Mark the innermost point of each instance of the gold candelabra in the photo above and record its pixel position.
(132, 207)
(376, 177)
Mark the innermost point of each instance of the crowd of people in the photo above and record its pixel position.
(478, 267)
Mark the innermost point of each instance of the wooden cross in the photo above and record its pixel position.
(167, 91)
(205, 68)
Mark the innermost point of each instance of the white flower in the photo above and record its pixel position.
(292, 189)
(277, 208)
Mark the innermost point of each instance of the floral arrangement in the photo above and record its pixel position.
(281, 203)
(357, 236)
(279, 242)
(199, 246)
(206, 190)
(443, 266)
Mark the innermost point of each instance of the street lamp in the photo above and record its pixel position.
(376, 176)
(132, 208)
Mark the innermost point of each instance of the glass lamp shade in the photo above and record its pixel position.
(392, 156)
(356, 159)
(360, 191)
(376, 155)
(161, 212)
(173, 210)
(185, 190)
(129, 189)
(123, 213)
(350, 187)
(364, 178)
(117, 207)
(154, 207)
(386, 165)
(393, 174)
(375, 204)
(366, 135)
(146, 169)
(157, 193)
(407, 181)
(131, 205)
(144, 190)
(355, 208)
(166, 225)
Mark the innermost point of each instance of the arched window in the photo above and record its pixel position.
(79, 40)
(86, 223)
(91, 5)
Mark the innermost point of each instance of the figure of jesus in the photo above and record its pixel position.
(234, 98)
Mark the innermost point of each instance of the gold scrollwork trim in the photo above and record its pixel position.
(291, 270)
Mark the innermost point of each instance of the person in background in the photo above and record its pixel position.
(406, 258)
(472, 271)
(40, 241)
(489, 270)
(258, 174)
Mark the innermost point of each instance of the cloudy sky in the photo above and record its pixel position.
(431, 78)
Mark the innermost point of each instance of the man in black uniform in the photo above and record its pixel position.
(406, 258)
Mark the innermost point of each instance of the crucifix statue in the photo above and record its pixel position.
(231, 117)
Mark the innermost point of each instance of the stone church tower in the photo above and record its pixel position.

▸ **WHAT YOU SHOULD DO**: Write out exactly the lines that run from the one containing "Mark the innermost point of each instance of the street" to the end of the records, both end lines included.

▸ **EXERCISE RESPONSE**:
Mark the innermost point of each instance of the street lamp in the photo above and record its pixel position.
(376, 176)
(132, 208)
Mark the innermost point of each instance of the glass lamp shade in the photo above and record its pixel position.
(392, 156)
(356, 159)
(360, 191)
(376, 155)
(161, 212)
(173, 210)
(185, 190)
(129, 189)
(123, 213)
(350, 187)
(364, 178)
(117, 207)
(154, 207)
(386, 165)
(393, 174)
(375, 204)
(366, 135)
(146, 169)
(157, 193)
(407, 181)
(131, 205)
(144, 190)
(355, 208)
(166, 225)
Mark the innermost point of each instance of the arched window in the photo above and record its pixel position.
(79, 40)
(86, 223)
(91, 5)
Mark the innermost point of each instance of the figure of jesus in the photo above and record its pixel position.
(234, 98)
Mark the innermost point of each instance of the gold scrollwork trim in the photo above and record its pixel position.
(291, 270)
Mark the innermost point of each instance of the person in background in the photo above and record its pixel position.
(406, 258)
(472, 271)
(40, 241)
(489, 270)
(258, 174)
Mark the innermost point of each instance of the cloudy sky in the photo above and record its pixel position.
(431, 78)
Mark the innermost point of each instance of the man in black uniform in the photo above and record its pixel position.
(406, 258)
Mark the innermost point of each instance of the crucifix statue in the photo above and record its pixel position.
(231, 117)
Mark the innermost point of each instance of the stone church tower in the photo above and record its pixel position.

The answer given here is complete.